Qu’est-ce que la blockchain ?
La blockchain est un outil de stockage et de transfert
d’informations à coût minime, infalsifiable et sécurisé[1].
Ce système a également la particularité d’opérer de manière transparente
(chacun peut consulter l'ensemble des échanges, présents et passés) et sans
contrôle centralisé (la blockchain est fondée sur des échanges de pair-à-pair[2]).
En bref, « Imaginez un très grand cahier, que tout le
monde peut lire librement, gratuitement, sur lequel tout le monde peut écrire,
qui est impossible à effacer et indestructible. » explique Jean-Paul
Delahaye (mathématicien, informaticien et auteur).
Trois façons d’utiliser cet outil existent à ce jour :
• Les
applications pour le transfert d’actifs (utilisation monétaire, titres, votes,
actions, obligations… l’exemple le plus connu étant la monnaie virtuelle
Bitcoin ;
• Les
applications en tant que registre : la blockchain permet une meilleure
traçabilité des produits et des actifs.
• Les
« smart contracts » : ce sont des programmes autonomes qui exécutent
automatiquement les conditions et les termes d’un contrat, sans nécessiter
d’intervention humaine une fois activés.
Si vous souhaitez comprendre plus en détail comment cela
fonctionne, nous vous conseillons de lire cet article et visionner cette vidéo qui vulgarisent le procédé et vous permettront
de mieux comprendre la blockchain.
Quelles sont les
applications actuelles ?
Supprimer les
intermédiaires entre consommateurs et producteurs
![]() |
Transactive Grid - Brooklyn MicroGrid |
L’expérience la plus connues est, à ce jour, « Transactive
Grid ». Inauguré en 2016 dans les quartiers Park Slope et Gowanus à Brooklyn
dans l’état de New York, ce projet consiste à coupler un microgrid de transfert
d’énergie à un système de blockchain pour la rémunération directe entre
consommateurs et producteurs sans passer par une entité tierce. Ce système
s’appuie sur des « smart contracts » qui permettent l’échange d’électricité
et le paiement associé sans passer par un organisme de gestion. En d’autres
termes, le smart grid permet de connecter 5 maisons de producteurs d’énergie
électrique par panneaux photovoltaïques (également autoconsommateurs) pour revendre
le surplus à 5 foyers « consommateurs ».
Au sein de la ZAC Confluence à Lyon, un système similaire devrait
voir le jour afin d’échanger instantanément des crédits énergétiques via des compteurs
linky et des capteurs d’analyse des consommations/productions. Pour ce faire, des
taux d’utilisation de l’énergie locale seront attribués à chaque habitant, et
ceux-ci seront informés à intervalles réguliers de leur consommation en
fonction de la production locale. Les surplus d'énergie produits seront vendus
sans intermédiaire à des voisins.

(Consigne):
Recopiez fidèlement le texte sur la blockchain, en commençant par « Qu’est-ce que la » et en continuant jusqu'à « informaticien et auteur). ».

(Données fournies):
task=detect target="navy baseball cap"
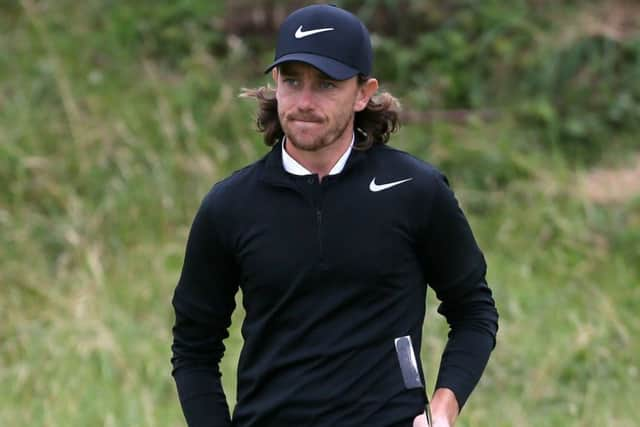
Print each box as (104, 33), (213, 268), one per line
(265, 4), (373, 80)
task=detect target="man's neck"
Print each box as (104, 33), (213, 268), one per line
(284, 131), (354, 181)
--
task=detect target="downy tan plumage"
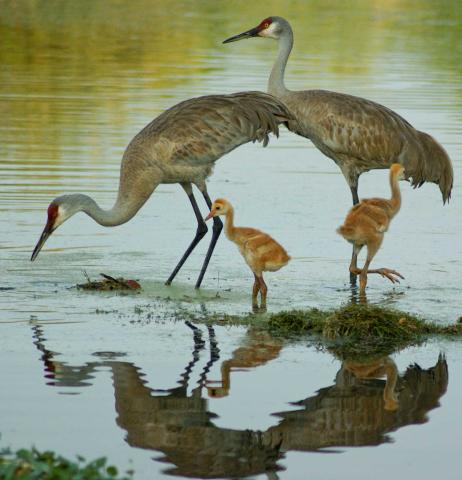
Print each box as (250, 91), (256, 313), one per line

(Corrigé):
Qu’est-ce que la blockchain ?
La blockchain est un outil de stockage et de transfert
d’informations à coût minime, infalsifiable et sécurisé[1].
Ce système a également la particularité d’opérer de manière transparente
(chacun peut consulter l'ensemble des échanges, présents et passés) et sans
contrôle centralisé (la blockchain est fondée sur des échanges de pair-à-pair[2]).
En bref, « Imaginez un très grand cahier, que tout le
monde peut lire librement, gratuitement, sur lequel tout le monde peut écrire,
qui est impossible à effacer et indestructible. » explique Jean-Paul
Delahaye (mathématicien, informaticien et auteur).